[Dataset entries]
-*-

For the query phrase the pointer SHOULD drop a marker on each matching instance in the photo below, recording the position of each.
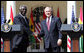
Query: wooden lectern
(68, 30)
(8, 35)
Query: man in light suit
(50, 29)
(21, 41)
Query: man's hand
(35, 34)
(59, 42)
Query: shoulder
(55, 18)
(17, 16)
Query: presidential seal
(5, 27)
(75, 27)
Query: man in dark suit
(50, 29)
(21, 41)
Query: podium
(8, 35)
(67, 29)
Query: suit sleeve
(41, 34)
(59, 26)
(24, 28)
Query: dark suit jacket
(53, 34)
(21, 39)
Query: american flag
(38, 29)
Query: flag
(81, 38)
(44, 16)
(58, 12)
(10, 14)
(31, 23)
(2, 22)
(69, 42)
(10, 11)
(71, 14)
(38, 30)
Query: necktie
(48, 24)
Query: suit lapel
(45, 24)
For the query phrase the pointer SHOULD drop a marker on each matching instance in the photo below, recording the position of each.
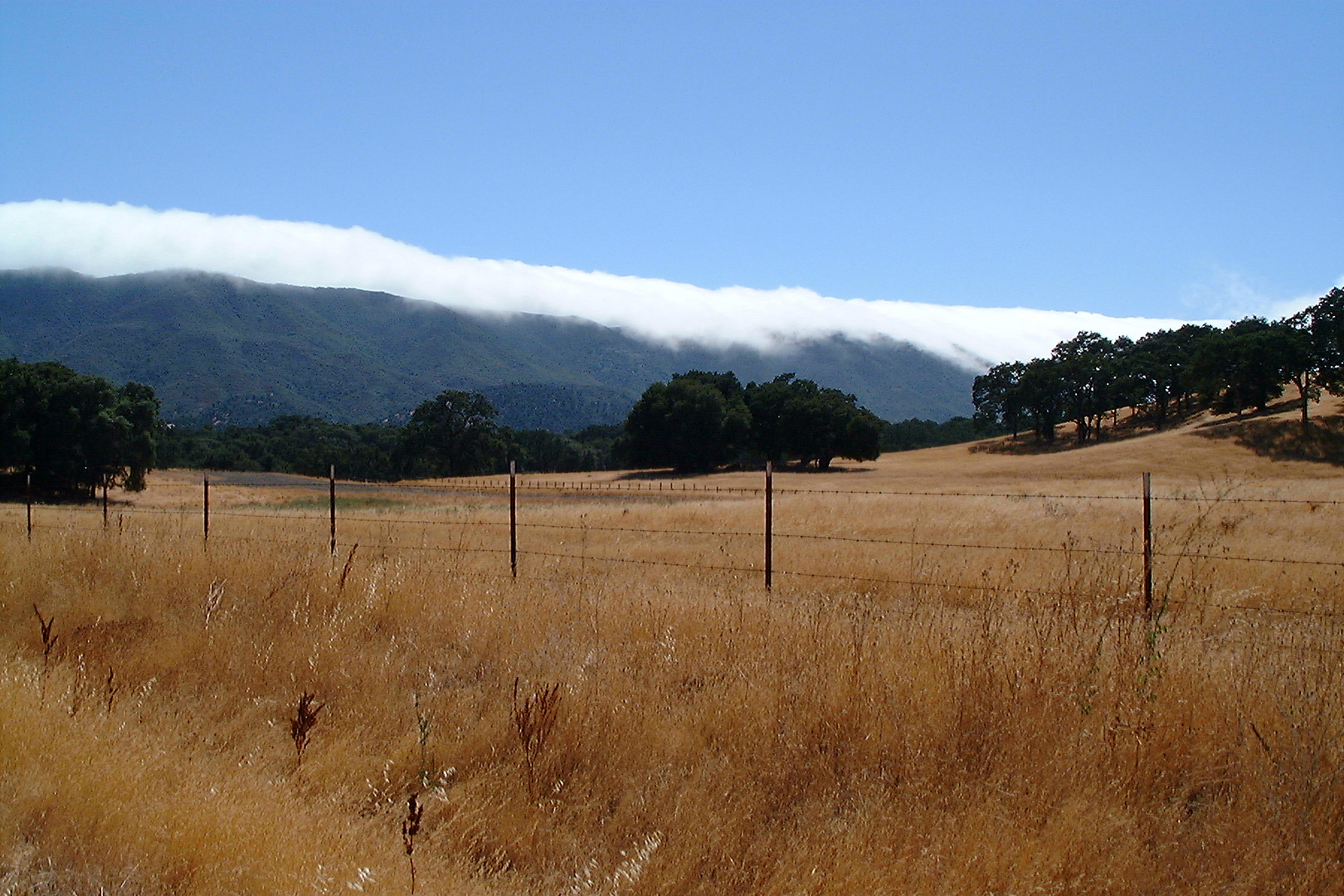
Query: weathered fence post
(769, 523)
(1148, 546)
(513, 518)
(332, 504)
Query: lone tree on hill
(452, 434)
(694, 422)
(793, 418)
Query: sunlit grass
(945, 720)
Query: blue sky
(1136, 158)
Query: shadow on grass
(1283, 440)
(734, 468)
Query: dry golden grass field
(952, 687)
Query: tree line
(1168, 373)
(71, 433)
(695, 422)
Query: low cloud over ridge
(124, 240)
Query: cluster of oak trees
(66, 431)
(1242, 366)
(699, 421)
(695, 422)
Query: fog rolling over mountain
(226, 349)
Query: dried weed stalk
(533, 720)
(305, 716)
(410, 826)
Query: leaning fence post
(1148, 546)
(769, 523)
(513, 518)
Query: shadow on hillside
(1283, 440)
(735, 468)
(1129, 426)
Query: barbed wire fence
(767, 536)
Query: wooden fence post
(1148, 546)
(769, 523)
(513, 518)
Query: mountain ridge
(222, 348)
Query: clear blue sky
(1168, 160)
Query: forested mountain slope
(227, 349)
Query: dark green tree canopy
(694, 422)
(452, 434)
(74, 433)
(799, 419)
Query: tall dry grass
(977, 720)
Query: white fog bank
(102, 241)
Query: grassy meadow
(955, 691)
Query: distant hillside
(226, 349)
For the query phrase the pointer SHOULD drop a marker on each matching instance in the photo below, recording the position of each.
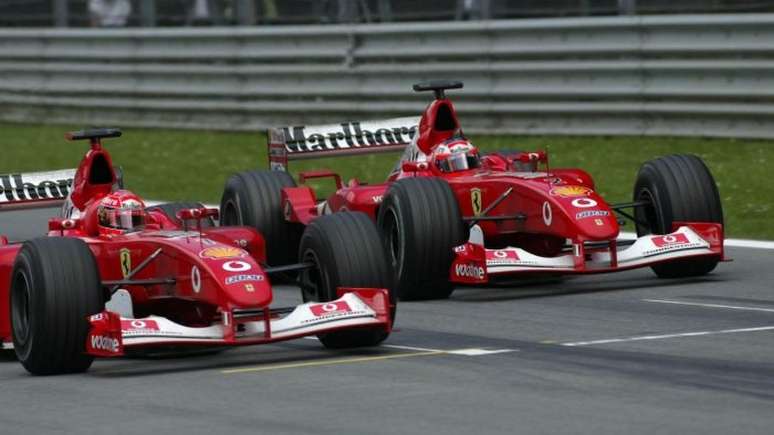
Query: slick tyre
(420, 224)
(171, 208)
(55, 287)
(678, 188)
(253, 199)
(346, 251)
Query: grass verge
(183, 165)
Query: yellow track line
(330, 362)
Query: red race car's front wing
(111, 334)
(474, 264)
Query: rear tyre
(171, 208)
(347, 252)
(253, 199)
(55, 287)
(420, 224)
(679, 188)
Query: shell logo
(571, 191)
(219, 252)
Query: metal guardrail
(703, 75)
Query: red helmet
(456, 154)
(121, 212)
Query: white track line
(665, 336)
(698, 304)
(736, 243)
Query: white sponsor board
(35, 186)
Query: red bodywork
(202, 286)
(546, 213)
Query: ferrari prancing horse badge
(475, 200)
(126, 262)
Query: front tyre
(420, 224)
(346, 251)
(55, 287)
(678, 188)
(254, 199)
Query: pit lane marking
(699, 304)
(667, 336)
(330, 362)
(421, 352)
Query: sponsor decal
(101, 342)
(584, 203)
(501, 257)
(570, 191)
(139, 325)
(220, 252)
(330, 308)
(591, 213)
(347, 135)
(469, 271)
(125, 256)
(548, 215)
(670, 240)
(476, 201)
(196, 279)
(236, 266)
(242, 278)
(36, 186)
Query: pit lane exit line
(667, 336)
(329, 362)
(699, 304)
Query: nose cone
(243, 282)
(588, 215)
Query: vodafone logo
(236, 266)
(128, 325)
(469, 271)
(670, 240)
(584, 203)
(329, 308)
(101, 342)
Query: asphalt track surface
(621, 353)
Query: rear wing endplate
(346, 138)
(27, 189)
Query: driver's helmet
(456, 154)
(121, 212)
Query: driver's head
(121, 212)
(456, 154)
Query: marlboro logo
(36, 186)
(305, 139)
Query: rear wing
(346, 138)
(18, 190)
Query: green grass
(176, 164)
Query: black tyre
(679, 188)
(347, 252)
(253, 199)
(55, 286)
(171, 208)
(420, 224)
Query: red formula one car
(448, 214)
(112, 276)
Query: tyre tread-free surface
(681, 188)
(253, 198)
(63, 289)
(429, 225)
(348, 252)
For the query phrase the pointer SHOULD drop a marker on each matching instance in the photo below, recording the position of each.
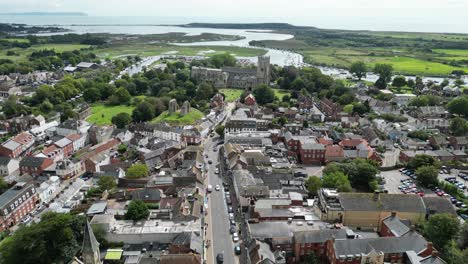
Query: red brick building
(250, 100)
(34, 166)
(305, 148)
(16, 203)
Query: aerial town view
(233, 132)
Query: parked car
(237, 250)
(219, 258)
(232, 229)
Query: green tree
(123, 95)
(264, 94)
(337, 180)
(137, 171)
(359, 69)
(458, 126)
(92, 95)
(121, 120)
(313, 184)
(441, 228)
(137, 210)
(385, 71)
(361, 172)
(221, 60)
(427, 175)
(106, 183)
(220, 131)
(463, 236)
(399, 81)
(55, 239)
(459, 106)
(122, 148)
(144, 111)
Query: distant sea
(414, 24)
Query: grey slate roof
(397, 227)
(439, 205)
(33, 162)
(319, 236)
(382, 244)
(90, 243)
(385, 202)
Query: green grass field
(281, 93)
(231, 94)
(178, 119)
(24, 53)
(102, 114)
(145, 50)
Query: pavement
(217, 219)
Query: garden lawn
(178, 119)
(231, 94)
(102, 114)
(281, 93)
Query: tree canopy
(359, 69)
(440, 229)
(459, 106)
(55, 239)
(137, 210)
(264, 94)
(137, 171)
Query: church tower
(263, 70)
(90, 251)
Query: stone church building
(235, 77)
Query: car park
(232, 229)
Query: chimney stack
(376, 195)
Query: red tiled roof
(74, 137)
(352, 142)
(325, 142)
(49, 149)
(334, 151)
(23, 138)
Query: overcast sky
(237, 8)
(449, 15)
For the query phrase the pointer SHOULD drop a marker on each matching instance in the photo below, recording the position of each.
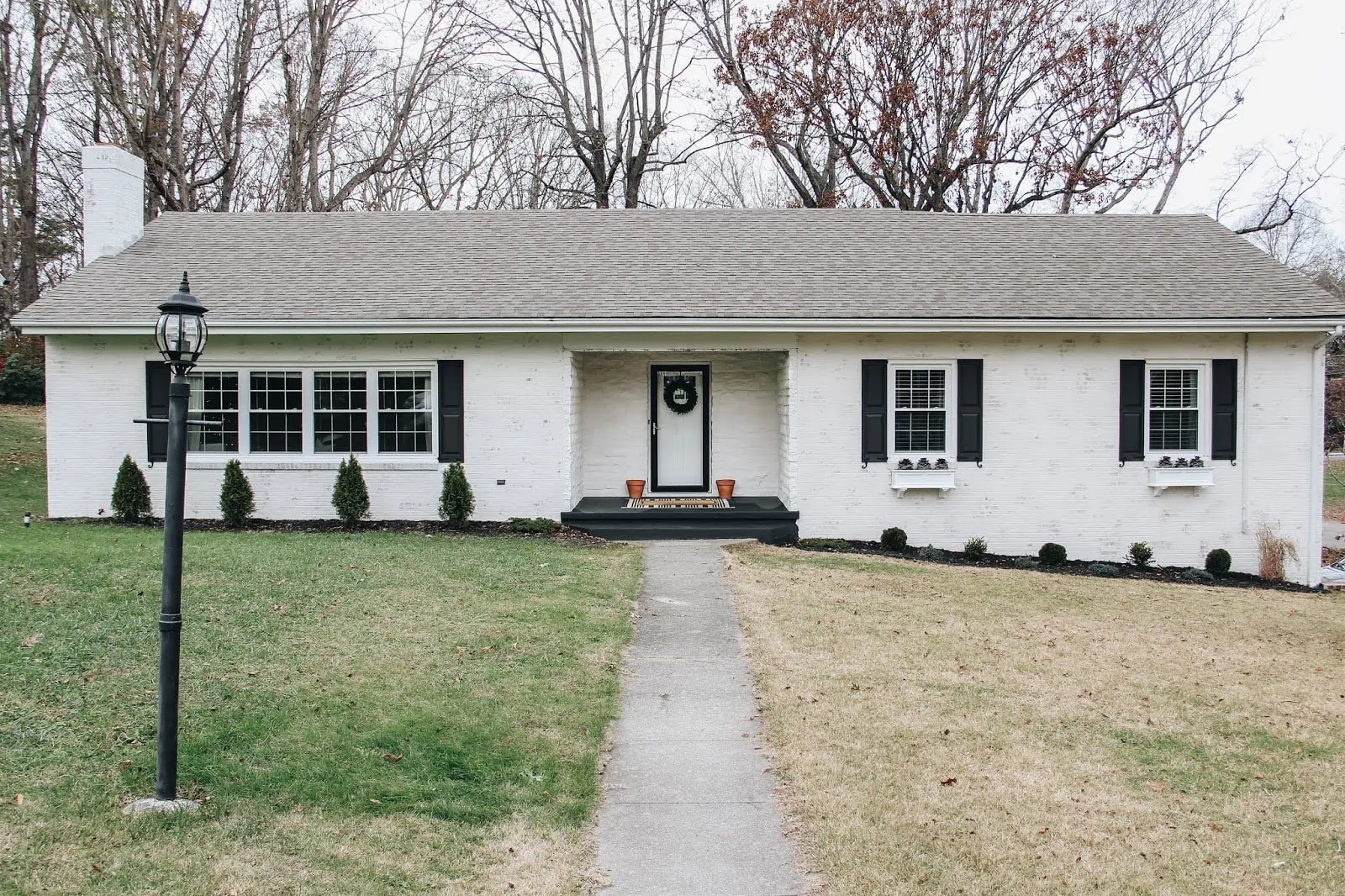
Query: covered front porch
(681, 421)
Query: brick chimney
(114, 199)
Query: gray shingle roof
(775, 264)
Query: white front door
(679, 400)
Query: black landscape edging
(1170, 575)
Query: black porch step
(748, 517)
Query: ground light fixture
(181, 334)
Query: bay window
(405, 421)
(214, 396)
(276, 423)
(313, 414)
(340, 412)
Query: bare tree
(34, 38)
(172, 81)
(982, 105)
(605, 76)
(347, 103)
(1290, 178)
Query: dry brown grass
(961, 730)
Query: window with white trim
(340, 412)
(1174, 409)
(214, 396)
(276, 420)
(920, 410)
(311, 412)
(405, 420)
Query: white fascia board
(225, 326)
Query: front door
(679, 428)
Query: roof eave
(225, 326)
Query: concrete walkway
(689, 809)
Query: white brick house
(1048, 362)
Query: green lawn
(363, 714)
(1335, 499)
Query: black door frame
(657, 403)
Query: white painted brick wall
(517, 414)
(113, 201)
(784, 380)
(1051, 427)
(744, 419)
(1051, 470)
(576, 428)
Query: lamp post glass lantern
(182, 329)
(181, 334)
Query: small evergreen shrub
(1217, 562)
(350, 497)
(456, 501)
(894, 539)
(1052, 555)
(22, 382)
(825, 544)
(533, 525)
(237, 502)
(131, 493)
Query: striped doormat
(677, 503)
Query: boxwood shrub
(894, 539)
(1052, 555)
(1217, 561)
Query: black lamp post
(181, 334)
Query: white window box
(905, 479)
(1163, 478)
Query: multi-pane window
(340, 412)
(214, 396)
(405, 421)
(1174, 409)
(920, 417)
(276, 421)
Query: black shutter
(970, 372)
(1224, 387)
(156, 405)
(1131, 410)
(451, 412)
(873, 398)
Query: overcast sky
(1297, 89)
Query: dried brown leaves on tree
(984, 105)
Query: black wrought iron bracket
(199, 424)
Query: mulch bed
(1068, 568)
(309, 526)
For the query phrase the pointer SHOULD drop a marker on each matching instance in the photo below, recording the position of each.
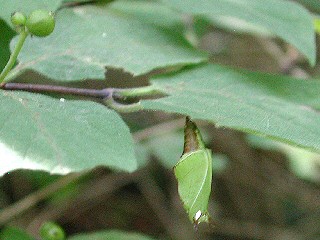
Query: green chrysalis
(194, 174)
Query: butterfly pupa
(194, 174)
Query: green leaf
(12, 233)
(272, 106)
(100, 37)
(39, 132)
(314, 5)
(111, 235)
(6, 35)
(26, 7)
(285, 19)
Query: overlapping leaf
(285, 19)
(87, 39)
(26, 7)
(6, 35)
(272, 106)
(39, 132)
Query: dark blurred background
(261, 189)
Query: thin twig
(98, 93)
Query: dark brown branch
(97, 93)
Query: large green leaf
(25, 6)
(111, 235)
(285, 19)
(273, 106)
(89, 38)
(38, 132)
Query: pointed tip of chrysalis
(192, 137)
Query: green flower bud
(40, 23)
(18, 19)
(51, 231)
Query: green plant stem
(13, 57)
(124, 108)
(109, 95)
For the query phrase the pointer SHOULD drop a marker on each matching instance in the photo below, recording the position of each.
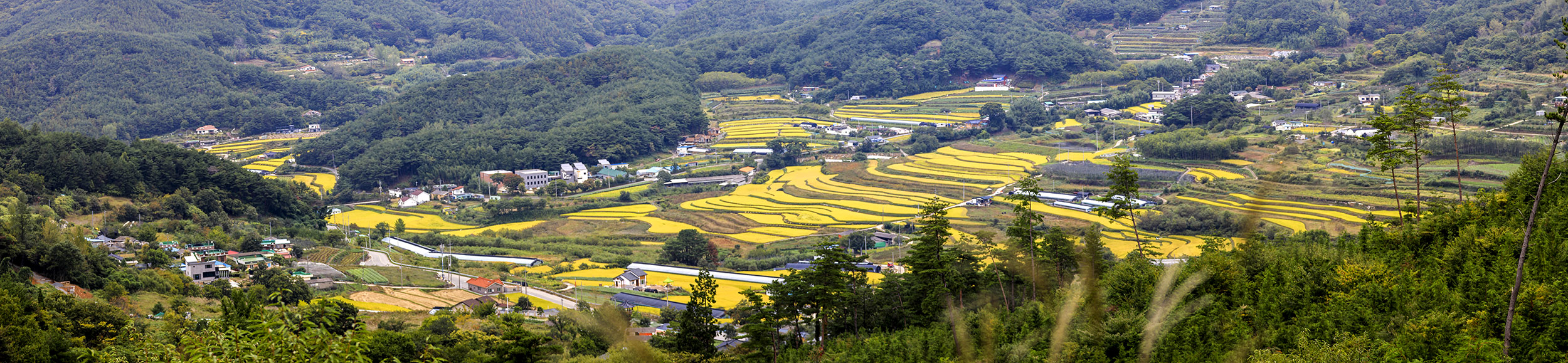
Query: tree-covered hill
(901, 48)
(46, 165)
(129, 87)
(612, 102)
(1512, 30)
(26, 19)
(462, 29)
(723, 16)
(560, 27)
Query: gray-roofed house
(631, 277)
(629, 301)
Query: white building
(1357, 132)
(1369, 99)
(534, 179)
(413, 199)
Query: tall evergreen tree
(1535, 206)
(1388, 152)
(695, 327)
(822, 293)
(927, 265)
(1448, 99)
(1021, 234)
(1123, 190)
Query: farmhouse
(651, 171)
(485, 285)
(575, 172)
(629, 301)
(534, 179)
(1165, 96)
(631, 277)
(1369, 99)
(1286, 125)
(491, 176)
(413, 199)
(1357, 132)
(468, 305)
(707, 181)
(208, 271)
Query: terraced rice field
(499, 228)
(1067, 122)
(1087, 155)
(369, 276)
(371, 305)
(369, 216)
(728, 290)
(537, 302)
(930, 96)
(1293, 226)
(750, 97)
(617, 193)
(1313, 206)
(320, 182)
(767, 129)
(1214, 174)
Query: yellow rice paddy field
(499, 228)
(368, 216)
(930, 96)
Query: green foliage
(1192, 219)
(695, 326)
(876, 48)
(691, 248)
(1299, 24)
(1189, 144)
(714, 82)
(540, 115)
(134, 87)
(278, 287)
(1216, 110)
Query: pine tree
(1446, 97)
(695, 327)
(927, 265)
(1535, 206)
(1123, 190)
(1388, 154)
(822, 293)
(1021, 234)
(760, 324)
(1415, 118)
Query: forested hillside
(899, 48)
(613, 102)
(1473, 30)
(471, 27)
(560, 27)
(46, 165)
(129, 87)
(723, 16)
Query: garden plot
(499, 228)
(369, 215)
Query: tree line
(610, 103)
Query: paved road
(377, 259)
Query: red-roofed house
(485, 285)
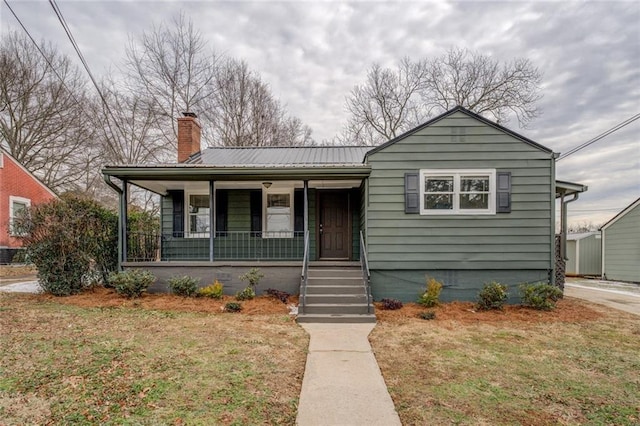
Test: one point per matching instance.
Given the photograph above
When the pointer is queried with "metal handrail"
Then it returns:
(366, 276)
(305, 273)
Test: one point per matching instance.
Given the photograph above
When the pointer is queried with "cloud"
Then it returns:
(313, 53)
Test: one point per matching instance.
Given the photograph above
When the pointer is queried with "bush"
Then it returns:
(431, 296)
(427, 315)
(252, 276)
(131, 283)
(72, 241)
(282, 296)
(246, 294)
(232, 307)
(492, 296)
(391, 304)
(214, 290)
(540, 296)
(184, 286)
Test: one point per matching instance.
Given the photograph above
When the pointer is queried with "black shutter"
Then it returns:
(222, 202)
(177, 197)
(503, 192)
(256, 212)
(298, 210)
(412, 192)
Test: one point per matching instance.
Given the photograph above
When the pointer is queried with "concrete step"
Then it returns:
(334, 281)
(335, 308)
(335, 289)
(336, 318)
(336, 298)
(334, 273)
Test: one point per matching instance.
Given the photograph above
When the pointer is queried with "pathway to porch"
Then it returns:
(342, 382)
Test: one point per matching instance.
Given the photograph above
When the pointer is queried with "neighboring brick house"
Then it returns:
(19, 189)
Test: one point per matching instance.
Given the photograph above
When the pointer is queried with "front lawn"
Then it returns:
(66, 364)
(577, 365)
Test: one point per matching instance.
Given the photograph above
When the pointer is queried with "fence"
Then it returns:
(228, 245)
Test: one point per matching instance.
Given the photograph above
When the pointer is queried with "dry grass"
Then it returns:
(576, 365)
(13, 271)
(66, 364)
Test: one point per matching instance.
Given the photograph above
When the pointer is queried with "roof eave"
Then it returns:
(564, 188)
(237, 173)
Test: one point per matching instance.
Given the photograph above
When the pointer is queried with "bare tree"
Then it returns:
(247, 114)
(43, 121)
(483, 85)
(173, 70)
(392, 101)
(386, 104)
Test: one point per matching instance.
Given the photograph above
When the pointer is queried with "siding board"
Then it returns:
(520, 239)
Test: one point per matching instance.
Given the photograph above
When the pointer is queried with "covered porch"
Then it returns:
(217, 215)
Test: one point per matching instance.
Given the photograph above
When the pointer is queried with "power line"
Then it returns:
(600, 136)
(46, 58)
(85, 64)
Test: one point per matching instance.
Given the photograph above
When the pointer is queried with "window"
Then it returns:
(198, 215)
(18, 206)
(457, 191)
(278, 213)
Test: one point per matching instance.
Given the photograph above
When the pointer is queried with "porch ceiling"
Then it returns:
(161, 179)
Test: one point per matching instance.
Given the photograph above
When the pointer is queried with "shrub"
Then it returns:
(540, 296)
(282, 296)
(431, 296)
(232, 307)
(184, 286)
(252, 276)
(72, 241)
(131, 283)
(427, 315)
(214, 290)
(391, 304)
(492, 296)
(246, 293)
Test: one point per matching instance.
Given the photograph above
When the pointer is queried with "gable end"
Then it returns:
(468, 113)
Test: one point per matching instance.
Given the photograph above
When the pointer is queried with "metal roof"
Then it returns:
(581, 235)
(317, 156)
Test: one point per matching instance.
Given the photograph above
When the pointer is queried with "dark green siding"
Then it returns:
(622, 247)
(519, 241)
(235, 246)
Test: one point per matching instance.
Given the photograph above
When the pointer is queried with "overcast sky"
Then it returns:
(313, 53)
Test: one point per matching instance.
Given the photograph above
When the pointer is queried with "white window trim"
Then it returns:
(278, 190)
(457, 173)
(187, 228)
(20, 200)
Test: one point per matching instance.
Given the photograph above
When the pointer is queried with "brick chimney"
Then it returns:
(188, 136)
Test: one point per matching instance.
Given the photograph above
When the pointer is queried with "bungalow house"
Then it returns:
(621, 245)
(459, 198)
(19, 190)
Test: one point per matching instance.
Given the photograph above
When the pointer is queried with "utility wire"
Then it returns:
(46, 58)
(600, 136)
(67, 30)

-*-

→ PROBLEM REQUIREMENTS
Count how many lines above include the word "siding" and answer with that figure only.

→ TASK OUTPUT
2